Aim of the task |
Return every line of the material below with no changes at all.

.....

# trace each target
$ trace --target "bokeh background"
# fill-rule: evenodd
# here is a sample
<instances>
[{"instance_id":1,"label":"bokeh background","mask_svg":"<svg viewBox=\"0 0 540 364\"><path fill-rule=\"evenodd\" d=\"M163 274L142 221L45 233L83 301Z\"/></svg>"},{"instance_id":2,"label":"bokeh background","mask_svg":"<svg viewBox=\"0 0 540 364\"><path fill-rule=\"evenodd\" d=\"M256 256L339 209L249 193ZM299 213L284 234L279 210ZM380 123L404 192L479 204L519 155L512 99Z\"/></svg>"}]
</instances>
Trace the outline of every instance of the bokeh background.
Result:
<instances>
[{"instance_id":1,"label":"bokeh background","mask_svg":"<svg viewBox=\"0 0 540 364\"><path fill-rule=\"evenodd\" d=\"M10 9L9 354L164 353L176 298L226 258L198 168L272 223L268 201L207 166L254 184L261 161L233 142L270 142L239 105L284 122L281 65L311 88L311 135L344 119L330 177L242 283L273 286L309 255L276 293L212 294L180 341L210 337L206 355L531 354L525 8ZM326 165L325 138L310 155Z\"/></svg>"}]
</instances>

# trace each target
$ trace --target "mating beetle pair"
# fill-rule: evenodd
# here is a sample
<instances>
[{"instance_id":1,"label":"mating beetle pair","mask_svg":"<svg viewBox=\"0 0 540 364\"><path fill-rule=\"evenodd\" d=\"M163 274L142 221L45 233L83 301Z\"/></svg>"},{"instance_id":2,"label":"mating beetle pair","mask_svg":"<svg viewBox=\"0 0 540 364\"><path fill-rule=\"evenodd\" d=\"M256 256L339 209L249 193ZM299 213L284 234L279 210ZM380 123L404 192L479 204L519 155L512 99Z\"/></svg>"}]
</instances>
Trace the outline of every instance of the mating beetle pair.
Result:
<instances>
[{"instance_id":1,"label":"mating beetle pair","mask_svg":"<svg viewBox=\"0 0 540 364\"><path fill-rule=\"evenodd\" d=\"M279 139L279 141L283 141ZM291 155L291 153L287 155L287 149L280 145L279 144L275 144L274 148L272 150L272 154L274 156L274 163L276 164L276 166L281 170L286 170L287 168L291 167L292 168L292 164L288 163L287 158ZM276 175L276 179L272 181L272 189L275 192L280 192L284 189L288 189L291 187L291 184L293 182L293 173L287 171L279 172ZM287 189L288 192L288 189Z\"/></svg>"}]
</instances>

.....

Worked solution |
# trace each target
$ trace --target "bokeh background"
# fill-rule: evenodd
# here is a sample
<instances>
[{"instance_id":1,"label":"bokeh background","mask_svg":"<svg viewBox=\"0 0 540 364\"><path fill-rule=\"evenodd\" d=\"M163 274L142 221L45 233L83 301Z\"/></svg>"},{"instance_id":2,"label":"bokeh background","mask_svg":"<svg viewBox=\"0 0 540 364\"><path fill-rule=\"evenodd\" d=\"M256 256L339 209L249 193ZM299 213L284 234L279 210ZM380 123L404 192L479 204L519 155L512 99Z\"/></svg>"}]
</instances>
Trace the outline of every instance of the bokeh background.
Result:
<instances>
[{"instance_id":1,"label":"bokeh background","mask_svg":"<svg viewBox=\"0 0 540 364\"><path fill-rule=\"evenodd\" d=\"M10 9L9 354L164 353L176 298L226 258L198 168L272 223L268 201L207 166L254 184L261 161L233 142L270 142L239 105L284 122L281 65L311 88L311 135L344 119L330 177L242 283L273 286L309 255L276 293L212 294L180 341L210 337L206 355L531 354L525 8ZM326 165L325 138L310 155Z\"/></svg>"}]
</instances>

# trace each target
$ trace --target "mating beetle pair"
# fill-rule: evenodd
# here is a sample
<instances>
[{"instance_id":1,"label":"mating beetle pair","mask_svg":"<svg viewBox=\"0 0 540 364\"><path fill-rule=\"evenodd\" d=\"M163 274L142 221L45 233L83 301Z\"/></svg>"},{"instance_id":2,"label":"mating beetle pair","mask_svg":"<svg viewBox=\"0 0 540 364\"><path fill-rule=\"evenodd\" d=\"M256 256L339 209L249 193ZM299 213L284 234L279 210ZM380 123L404 192L479 204L519 155L512 99Z\"/></svg>"}]
</instances>
Trace the outline of every instance of the mating beetle pair.
Result:
<instances>
[{"instance_id":1,"label":"mating beetle pair","mask_svg":"<svg viewBox=\"0 0 540 364\"><path fill-rule=\"evenodd\" d=\"M279 139L279 141L283 141ZM291 155L291 153L287 155L287 149L280 145L279 144L275 144L274 148L272 150L272 154L274 156L274 163L276 164L276 166L281 170L286 170L287 168L291 167L292 168L292 164L288 163L287 158ZM276 175L276 179L272 181L272 189L275 192L280 192L284 189L288 189L291 187L291 184L293 182L293 173L287 171L279 172ZM287 189L288 192L288 189Z\"/></svg>"}]
</instances>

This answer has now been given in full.